WORK INSTRUCTIONS: Count the lines in the items below that contain the string "region", treating uppercase and lowercase letters as different. Reply with only the number.

— Start —

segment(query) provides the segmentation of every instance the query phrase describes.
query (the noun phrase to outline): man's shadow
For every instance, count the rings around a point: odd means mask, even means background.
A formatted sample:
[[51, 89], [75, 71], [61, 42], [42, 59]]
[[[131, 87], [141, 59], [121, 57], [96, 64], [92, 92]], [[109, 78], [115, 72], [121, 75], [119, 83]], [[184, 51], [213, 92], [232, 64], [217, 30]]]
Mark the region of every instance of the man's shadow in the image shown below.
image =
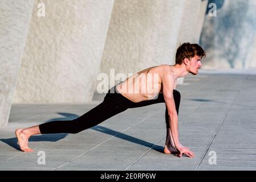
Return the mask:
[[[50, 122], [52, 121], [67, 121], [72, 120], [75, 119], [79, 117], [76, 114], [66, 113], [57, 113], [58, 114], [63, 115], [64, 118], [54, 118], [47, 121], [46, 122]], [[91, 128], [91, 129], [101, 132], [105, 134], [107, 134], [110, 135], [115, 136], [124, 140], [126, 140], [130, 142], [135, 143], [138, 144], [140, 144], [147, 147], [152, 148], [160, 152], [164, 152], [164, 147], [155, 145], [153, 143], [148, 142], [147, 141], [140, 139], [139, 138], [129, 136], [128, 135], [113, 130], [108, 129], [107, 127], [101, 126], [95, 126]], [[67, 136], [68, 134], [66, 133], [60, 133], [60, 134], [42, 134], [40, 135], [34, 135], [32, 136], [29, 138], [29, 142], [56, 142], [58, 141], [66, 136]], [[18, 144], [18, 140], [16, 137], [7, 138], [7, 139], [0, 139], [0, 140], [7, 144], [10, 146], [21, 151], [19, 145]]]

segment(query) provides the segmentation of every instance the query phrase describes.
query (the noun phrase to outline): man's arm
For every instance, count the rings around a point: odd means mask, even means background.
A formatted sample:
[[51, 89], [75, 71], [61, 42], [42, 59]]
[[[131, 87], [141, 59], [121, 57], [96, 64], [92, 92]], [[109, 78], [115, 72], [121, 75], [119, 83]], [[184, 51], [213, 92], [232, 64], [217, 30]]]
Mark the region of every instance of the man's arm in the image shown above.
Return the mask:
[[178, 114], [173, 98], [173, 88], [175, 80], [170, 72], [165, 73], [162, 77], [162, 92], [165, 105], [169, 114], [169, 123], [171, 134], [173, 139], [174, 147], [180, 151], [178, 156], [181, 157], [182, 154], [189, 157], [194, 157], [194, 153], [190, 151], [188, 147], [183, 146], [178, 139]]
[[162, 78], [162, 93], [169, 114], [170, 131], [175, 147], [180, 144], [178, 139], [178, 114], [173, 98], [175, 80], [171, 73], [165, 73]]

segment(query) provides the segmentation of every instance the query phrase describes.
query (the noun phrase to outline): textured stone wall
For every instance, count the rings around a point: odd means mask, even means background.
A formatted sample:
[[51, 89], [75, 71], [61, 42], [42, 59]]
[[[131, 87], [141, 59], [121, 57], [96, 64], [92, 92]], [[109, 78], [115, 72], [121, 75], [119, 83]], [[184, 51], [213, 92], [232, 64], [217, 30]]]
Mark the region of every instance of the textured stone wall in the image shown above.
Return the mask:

— End —
— Start —

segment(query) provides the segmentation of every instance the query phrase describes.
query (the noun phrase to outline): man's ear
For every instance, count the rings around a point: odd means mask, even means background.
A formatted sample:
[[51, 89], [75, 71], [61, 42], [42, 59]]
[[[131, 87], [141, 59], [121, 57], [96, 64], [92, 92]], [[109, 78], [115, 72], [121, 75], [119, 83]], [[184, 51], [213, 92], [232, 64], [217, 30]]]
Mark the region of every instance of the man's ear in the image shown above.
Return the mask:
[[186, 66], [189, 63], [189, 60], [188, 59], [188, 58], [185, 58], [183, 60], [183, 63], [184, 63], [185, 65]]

— End —

ANSWER TO THE EXERCISE: 4